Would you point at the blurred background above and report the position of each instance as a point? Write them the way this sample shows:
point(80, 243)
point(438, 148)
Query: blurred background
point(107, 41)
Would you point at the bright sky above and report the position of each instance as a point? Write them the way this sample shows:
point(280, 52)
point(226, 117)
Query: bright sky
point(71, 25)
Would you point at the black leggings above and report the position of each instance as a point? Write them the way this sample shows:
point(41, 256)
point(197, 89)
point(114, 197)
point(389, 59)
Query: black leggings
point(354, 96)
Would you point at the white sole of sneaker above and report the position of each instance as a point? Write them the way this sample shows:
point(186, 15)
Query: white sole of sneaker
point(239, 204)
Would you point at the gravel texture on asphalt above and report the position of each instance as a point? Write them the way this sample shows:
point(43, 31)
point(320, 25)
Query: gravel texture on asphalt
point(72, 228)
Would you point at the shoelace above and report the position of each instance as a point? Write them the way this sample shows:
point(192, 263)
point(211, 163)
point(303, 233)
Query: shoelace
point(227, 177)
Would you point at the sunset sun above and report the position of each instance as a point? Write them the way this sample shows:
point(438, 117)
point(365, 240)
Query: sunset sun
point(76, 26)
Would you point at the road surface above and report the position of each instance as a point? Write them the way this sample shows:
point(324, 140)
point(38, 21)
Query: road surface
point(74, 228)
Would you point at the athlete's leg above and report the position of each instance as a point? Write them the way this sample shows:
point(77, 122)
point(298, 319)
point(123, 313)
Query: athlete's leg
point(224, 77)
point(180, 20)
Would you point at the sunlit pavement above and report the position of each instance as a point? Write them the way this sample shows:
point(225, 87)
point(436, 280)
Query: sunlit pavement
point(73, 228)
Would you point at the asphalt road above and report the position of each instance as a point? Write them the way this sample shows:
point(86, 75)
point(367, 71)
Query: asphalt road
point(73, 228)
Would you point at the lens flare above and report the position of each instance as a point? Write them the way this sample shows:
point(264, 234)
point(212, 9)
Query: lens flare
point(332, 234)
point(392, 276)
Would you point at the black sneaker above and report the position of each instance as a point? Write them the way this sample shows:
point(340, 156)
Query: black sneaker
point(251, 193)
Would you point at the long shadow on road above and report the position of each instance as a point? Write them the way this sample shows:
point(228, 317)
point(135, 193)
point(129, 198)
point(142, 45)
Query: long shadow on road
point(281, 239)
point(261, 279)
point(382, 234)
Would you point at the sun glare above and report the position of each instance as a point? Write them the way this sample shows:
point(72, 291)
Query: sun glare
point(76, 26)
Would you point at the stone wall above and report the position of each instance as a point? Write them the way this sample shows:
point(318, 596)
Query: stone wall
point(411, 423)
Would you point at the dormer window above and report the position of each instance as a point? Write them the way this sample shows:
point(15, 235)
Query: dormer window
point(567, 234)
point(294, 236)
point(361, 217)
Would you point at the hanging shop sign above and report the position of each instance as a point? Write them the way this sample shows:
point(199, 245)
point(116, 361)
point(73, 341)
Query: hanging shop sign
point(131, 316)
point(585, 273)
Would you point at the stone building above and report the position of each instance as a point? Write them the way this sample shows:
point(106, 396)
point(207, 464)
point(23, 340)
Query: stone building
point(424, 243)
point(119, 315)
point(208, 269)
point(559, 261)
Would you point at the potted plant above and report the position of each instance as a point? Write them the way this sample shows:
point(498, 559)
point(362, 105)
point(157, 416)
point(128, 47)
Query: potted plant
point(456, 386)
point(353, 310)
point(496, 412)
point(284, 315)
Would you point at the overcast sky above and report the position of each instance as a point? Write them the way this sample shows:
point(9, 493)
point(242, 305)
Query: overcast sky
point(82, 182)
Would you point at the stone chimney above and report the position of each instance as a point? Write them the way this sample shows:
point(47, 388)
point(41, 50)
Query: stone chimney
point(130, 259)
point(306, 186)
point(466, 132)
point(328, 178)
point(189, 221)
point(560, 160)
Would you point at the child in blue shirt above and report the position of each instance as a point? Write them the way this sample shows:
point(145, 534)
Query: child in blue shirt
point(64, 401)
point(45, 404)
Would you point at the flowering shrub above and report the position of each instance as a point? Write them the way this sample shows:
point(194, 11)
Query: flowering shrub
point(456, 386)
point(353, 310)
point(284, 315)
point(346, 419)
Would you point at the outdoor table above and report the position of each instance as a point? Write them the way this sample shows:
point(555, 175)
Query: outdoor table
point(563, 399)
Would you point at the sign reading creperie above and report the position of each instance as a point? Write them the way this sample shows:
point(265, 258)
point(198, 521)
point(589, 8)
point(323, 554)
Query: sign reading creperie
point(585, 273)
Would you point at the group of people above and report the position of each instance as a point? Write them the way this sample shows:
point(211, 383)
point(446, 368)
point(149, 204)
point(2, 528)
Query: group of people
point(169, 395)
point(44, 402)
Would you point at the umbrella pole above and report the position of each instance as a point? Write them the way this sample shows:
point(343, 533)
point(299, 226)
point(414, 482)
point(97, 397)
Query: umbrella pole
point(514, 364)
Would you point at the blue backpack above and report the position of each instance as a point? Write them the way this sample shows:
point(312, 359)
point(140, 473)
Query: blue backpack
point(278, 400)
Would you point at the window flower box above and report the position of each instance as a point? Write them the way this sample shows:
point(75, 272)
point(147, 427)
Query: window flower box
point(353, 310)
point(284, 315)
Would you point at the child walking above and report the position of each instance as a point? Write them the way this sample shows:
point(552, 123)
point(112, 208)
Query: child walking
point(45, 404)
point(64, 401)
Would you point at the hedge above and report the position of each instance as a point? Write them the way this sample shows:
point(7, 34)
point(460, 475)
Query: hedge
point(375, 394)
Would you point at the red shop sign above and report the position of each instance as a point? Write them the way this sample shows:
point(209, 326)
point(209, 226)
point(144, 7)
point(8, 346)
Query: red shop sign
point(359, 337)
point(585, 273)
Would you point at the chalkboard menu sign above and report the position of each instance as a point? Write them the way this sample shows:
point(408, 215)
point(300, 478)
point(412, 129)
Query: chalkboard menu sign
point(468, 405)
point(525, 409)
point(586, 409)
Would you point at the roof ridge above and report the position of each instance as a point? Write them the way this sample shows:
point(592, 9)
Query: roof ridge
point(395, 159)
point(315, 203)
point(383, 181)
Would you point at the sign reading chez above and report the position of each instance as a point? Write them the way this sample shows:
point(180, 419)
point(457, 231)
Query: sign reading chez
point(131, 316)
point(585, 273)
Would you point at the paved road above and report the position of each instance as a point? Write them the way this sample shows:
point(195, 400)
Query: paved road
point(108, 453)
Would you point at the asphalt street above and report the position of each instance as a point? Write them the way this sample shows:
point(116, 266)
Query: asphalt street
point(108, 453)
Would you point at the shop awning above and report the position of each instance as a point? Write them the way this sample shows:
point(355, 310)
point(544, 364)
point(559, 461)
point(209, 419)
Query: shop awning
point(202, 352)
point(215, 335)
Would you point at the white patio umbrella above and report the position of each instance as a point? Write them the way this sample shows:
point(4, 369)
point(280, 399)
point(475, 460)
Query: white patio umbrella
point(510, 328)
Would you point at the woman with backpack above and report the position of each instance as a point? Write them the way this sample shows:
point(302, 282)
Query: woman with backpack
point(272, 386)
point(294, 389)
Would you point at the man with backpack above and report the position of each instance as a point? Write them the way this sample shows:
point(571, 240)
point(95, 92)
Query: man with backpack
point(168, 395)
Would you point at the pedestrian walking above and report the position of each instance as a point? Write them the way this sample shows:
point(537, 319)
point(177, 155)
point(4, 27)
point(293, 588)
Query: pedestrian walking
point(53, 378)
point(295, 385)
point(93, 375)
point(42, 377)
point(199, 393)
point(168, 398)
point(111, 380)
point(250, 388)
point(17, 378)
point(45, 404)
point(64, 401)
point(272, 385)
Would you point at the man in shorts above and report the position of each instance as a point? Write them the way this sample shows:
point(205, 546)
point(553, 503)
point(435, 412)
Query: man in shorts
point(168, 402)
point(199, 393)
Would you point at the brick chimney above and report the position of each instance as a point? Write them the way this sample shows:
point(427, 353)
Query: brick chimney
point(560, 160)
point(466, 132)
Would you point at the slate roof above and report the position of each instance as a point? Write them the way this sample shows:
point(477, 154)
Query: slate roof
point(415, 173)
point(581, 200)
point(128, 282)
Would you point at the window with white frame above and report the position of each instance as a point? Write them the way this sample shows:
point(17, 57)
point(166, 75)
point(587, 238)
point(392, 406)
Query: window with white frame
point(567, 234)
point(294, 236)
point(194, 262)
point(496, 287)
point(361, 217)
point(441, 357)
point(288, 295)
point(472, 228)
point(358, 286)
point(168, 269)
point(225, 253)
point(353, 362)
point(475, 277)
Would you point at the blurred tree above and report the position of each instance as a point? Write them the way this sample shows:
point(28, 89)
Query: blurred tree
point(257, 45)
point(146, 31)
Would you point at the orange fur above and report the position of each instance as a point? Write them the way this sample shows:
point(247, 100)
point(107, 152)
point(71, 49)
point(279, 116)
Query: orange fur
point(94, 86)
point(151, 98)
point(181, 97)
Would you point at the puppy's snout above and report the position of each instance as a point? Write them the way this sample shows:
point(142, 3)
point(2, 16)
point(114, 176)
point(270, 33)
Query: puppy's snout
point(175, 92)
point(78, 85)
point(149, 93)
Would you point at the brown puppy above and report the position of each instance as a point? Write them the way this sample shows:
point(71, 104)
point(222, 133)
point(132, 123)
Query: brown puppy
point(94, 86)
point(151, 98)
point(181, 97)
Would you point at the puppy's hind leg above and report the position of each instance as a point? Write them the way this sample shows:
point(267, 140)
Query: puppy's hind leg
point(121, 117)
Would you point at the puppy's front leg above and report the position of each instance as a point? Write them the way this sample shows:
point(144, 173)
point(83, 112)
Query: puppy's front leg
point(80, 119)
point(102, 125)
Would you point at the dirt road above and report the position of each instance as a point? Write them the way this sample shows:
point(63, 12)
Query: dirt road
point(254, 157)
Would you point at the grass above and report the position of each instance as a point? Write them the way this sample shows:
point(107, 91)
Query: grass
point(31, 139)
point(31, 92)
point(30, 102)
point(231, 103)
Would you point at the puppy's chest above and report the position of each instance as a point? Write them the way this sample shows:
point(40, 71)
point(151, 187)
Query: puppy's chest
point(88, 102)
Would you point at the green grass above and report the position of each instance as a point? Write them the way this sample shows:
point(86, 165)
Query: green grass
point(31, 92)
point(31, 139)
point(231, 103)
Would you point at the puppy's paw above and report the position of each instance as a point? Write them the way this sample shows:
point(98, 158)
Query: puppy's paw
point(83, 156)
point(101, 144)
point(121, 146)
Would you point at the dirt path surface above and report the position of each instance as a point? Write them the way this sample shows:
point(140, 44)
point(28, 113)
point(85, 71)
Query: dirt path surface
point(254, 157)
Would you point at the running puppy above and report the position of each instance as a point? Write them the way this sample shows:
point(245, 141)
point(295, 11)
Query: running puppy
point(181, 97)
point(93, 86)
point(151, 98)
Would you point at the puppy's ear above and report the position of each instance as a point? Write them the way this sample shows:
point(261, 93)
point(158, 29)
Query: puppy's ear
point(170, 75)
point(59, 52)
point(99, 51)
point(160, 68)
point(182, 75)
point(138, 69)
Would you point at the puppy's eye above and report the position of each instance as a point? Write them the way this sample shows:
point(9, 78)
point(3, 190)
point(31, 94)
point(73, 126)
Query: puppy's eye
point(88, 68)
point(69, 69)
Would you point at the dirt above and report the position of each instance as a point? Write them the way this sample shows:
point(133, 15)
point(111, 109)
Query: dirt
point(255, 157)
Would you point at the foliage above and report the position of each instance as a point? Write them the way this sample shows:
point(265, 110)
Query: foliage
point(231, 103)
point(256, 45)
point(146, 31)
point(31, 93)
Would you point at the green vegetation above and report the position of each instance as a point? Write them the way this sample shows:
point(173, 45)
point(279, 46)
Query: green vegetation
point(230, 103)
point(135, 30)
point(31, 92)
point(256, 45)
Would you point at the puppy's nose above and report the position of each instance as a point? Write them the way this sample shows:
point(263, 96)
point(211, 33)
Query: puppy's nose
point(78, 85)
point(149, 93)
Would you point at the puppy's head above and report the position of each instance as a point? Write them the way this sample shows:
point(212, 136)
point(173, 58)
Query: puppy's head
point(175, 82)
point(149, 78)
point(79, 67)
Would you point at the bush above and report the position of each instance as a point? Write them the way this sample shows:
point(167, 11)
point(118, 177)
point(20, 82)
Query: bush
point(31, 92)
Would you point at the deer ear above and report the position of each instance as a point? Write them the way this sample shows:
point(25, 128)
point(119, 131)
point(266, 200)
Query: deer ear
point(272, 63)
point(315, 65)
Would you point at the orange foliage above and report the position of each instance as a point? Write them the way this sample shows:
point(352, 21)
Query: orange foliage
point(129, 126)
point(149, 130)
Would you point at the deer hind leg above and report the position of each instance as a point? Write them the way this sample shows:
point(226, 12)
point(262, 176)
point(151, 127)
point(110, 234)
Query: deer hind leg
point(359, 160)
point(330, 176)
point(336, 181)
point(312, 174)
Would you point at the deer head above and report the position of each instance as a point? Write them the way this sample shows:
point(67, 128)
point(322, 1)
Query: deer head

---*---

From the material above, set down exactly the lines starting at the one with "point(323, 554)" and ending at the one with "point(112, 208)", end lines included.

point(323, 554)
Query: sign reading creperie
point(585, 273)
Would you point at the group of people above and report the position of each instance as a point? Write them the way this sample shows:
point(211, 383)
point(446, 368)
point(149, 204)
point(2, 528)
Query: group of people
point(169, 395)
point(44, 402)
Would you point at the umbrella pole above and report the position of each instance as a point? Write them the way this sample shows:
point(343, 533)
point(299, 226)
point(414, 482)
point(97, 397)
Query: umbrella pole
point(514, 364)
Would you point at the blue backpack above and report the position of each instance as a point? Write them the way this sample shows:
point(312, 359)
point(140, 473)
Query: blue backpack
point(278, 400)
Would you point at the window flower box above and report the position of each instance as a point? Write them the way this sample shows:
point(75, 272)
point(147, 427)
Query: window flower box
point(353, 310)
point(284, 315)
Would you point at the child walking above and report the position of each instance as a point? Write them the way this sample shows:
point(552, 123)
point(112, 208)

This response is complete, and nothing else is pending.